Outside of cancer biology, normal, well-behaved cells undergo a finite number of cell divisions. This is thought to be a general anti-cancer mechanism, since tired, older cells with metabolic dysfunction and increased exposure to environmental toxins- if they were to divide- are more likely to accumulate, and pass on mutations that cold promote the development of cancer. Because senescent cells have permanently exited the cell cycle, they are no longer at risk for passing along potentially harmful DNA mutations to daughter cells, potentially reducing cancer risk.^[26]

However, cellular senescence can be a double-edged sword. Senescent cells tend to develop pro-inflammatory characteristics, constantly secreting low-levels of pro-inflammatory molecules. This phenomenon has been called SASP (Senescence-associated secretory phenotype). Although senescent cells with SASP are at a lower risk for developing into tumors themselves, their tendency create a pro-inflammatory tissue microenvironment in/around their non-senescent neighbors has been implicated in NAD+ depletion ^[27] and potentially the development of cancer in neighboring cells.^[25]

On one hand, increasing cellular NAD+ levels in non-senescent cells can suppress the transition to senescence by reducing DNA damage and mitochondrial dysfunction. On the other hand, increased NAD+ levels could actually enhance SASP by encouraging sensecent cells to develop the SASP, as well as increasing pro-inflammatory cytokine production in cells that already have the SASP.^[28]

Research has shown that the resulting increased level of pro-inflammatory cytokines produced by senescent cells with SASP lead to increased levels of the NAD+ consuming enzyme CD38 in neighboring cells. This has the effect of reducing NAD+ levels in normal cells nearby senescent cells with the SASP.^[27][29][30] When NAD+ levels are reduced in the normal, non-sensescent cells, mitochondrial dysfunction and the accumulation of DNA-damage can in-turn promote the development of senescence.^[28]

Thus, the theoretical concern is that increasing NAD+ levels, in spite of all of the healthy / anti-inflammatory effects in normal cells, could also increase inflammation while promoting neighboring cells to transtion to sensescence and SASP in a potential viscious cycle. More research is needed to determine whether the potential for NMN supplements to promote SASP is only a theoretical one, or if caution may be warranted for NMN supplementation in certain individuals or populations. Nonetheless, it is important to emphasize the no evidence has been found so far in human clincal trials to date that NMN may promote SASP.

Enzymes are simply proteins that are folded into a configuration that allows them to bind other molecules and compounds, catalyzing chemical reactions. Often they can’t accomplish this catalysis alone—many enzymes also require cofactors (aka coenzymes) to function.

The way that NAD+ functions as an enzyme cofactor depends on the enzyme. First, NAD+ helps to catalyze ‘redox’ (reduction-oxidation) reactions by accepting electrons from other compounds and molecules, becoming reduced (gaining electrons) in the process and forming the compound NADH. The reduction of NAD+ to NADH is critical for a number of enzymes and pathways associated with metabolic regulation and energy homeostasis.

Second, some enzymes consume NAD+ in the course of carrying out their catalytic function, converting NAD+ into other forms. In many cases, NAD+-consuming enzymes convert NMN to nicotinamide, which can later be recycled back to NMN. Some examples are the class of enzymes known as sirtuins, which have anti-aging activity,^[11] and poly (ADP-ribose) polymerases (PARPs), which help to repair DNA damage.

NAD+ levels decrease during aging through two main mechanisms. The first one is reduced biosynthesis—the older we get, the less NAD+ is produced by the body, possibly due to oxidative stress and chronic inflammation.^[15] The second mechanism is thought to be increased NAD+ consumption. Increased activity of NAD+-dependent enzymes, coupled with a decreased total pool of available NAD+, creates a situation where there’s not enough NAD+ to support maximal function of the dependent enzymes. For example, DNA damage tends to increase during aging, causing PARP enzymes to consume more NAD+, leaving less of this cofactor available to support the function of other enzymes, such as the sirtuins.

Instructions:
(1) Decide whether each statement agrees with the NAD+ text. Answer yes or no, and quote the words from the text that settle it.
(a) Senescent cells have permanently exited the cell cycle.
(b) Pro-inflammatory cytokines from senescent cells with SASP lower the levels of CD38 in neighboring cells.
(c) The body produces more NAD+ as it gets older.
(2) Answer each question using the NAD+ text.
(a) What does SASP stand for?
(b) What compound is formed when NAD+ is reduced?
(c) What are the two main mechanisms by which NAD+ levels decrease during aging?
Answer from the NAD+ text alone, without drawing on outside knowledge.

Data extract:
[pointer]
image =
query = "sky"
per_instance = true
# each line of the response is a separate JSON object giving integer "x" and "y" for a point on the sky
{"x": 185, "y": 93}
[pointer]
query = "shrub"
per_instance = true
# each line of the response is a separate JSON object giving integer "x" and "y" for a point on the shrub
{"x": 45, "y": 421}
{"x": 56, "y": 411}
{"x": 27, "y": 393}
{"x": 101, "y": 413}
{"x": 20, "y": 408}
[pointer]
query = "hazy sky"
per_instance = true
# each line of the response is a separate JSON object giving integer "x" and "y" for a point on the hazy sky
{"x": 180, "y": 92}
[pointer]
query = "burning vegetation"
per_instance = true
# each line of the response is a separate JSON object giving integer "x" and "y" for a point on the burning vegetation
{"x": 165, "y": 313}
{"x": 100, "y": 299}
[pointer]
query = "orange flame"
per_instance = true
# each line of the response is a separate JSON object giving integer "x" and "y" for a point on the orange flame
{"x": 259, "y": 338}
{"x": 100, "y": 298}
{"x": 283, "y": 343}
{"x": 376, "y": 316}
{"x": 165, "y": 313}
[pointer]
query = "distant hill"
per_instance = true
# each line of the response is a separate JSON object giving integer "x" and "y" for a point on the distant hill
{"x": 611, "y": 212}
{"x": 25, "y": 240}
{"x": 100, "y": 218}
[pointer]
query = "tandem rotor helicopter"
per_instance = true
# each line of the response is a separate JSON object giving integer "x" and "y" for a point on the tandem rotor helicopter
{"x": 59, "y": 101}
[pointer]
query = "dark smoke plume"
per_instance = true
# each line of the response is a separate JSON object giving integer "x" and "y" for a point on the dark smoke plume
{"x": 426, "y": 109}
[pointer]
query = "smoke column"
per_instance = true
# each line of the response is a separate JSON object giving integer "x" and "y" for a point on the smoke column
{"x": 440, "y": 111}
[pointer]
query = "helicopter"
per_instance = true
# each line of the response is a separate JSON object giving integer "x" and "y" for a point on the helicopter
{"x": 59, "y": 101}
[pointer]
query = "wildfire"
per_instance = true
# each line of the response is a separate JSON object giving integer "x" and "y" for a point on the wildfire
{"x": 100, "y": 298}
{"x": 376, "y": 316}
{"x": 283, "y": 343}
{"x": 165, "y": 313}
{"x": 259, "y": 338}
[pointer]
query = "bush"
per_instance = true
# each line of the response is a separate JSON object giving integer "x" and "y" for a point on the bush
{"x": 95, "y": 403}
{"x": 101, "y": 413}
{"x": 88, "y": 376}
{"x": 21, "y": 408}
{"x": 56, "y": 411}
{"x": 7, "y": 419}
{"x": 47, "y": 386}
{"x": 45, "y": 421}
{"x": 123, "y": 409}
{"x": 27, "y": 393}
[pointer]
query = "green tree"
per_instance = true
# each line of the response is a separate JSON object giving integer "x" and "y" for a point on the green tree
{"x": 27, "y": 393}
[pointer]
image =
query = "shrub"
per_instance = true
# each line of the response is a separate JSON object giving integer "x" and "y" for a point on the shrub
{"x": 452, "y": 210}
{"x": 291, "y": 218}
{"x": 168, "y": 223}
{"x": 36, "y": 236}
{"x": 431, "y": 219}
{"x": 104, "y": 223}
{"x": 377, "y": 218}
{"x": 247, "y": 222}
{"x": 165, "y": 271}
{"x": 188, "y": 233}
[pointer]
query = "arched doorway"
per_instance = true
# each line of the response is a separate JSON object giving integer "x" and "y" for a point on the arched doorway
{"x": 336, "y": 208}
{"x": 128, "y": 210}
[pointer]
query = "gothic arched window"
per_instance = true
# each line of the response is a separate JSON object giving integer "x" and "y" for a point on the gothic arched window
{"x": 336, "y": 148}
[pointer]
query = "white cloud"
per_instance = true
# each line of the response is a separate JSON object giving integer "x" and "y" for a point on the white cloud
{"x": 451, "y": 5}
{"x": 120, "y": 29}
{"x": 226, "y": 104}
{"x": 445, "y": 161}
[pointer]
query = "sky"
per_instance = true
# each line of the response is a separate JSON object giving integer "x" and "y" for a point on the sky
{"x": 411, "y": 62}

Answer list:
(1)
(a) Yes: "Because senescent cells have permanently exited the cell cycle"
(b) No: "lead to increased levels of the NAD+ consuming enzyme CD38 in neighboring cells"
(c) No: "the older we get, the less NAD+ is produced by the body"

(2)
(a) Senescence-associated secretory phenotype
(b) NADH
(c) Reduced biosynthesis and increased NAD+ consumption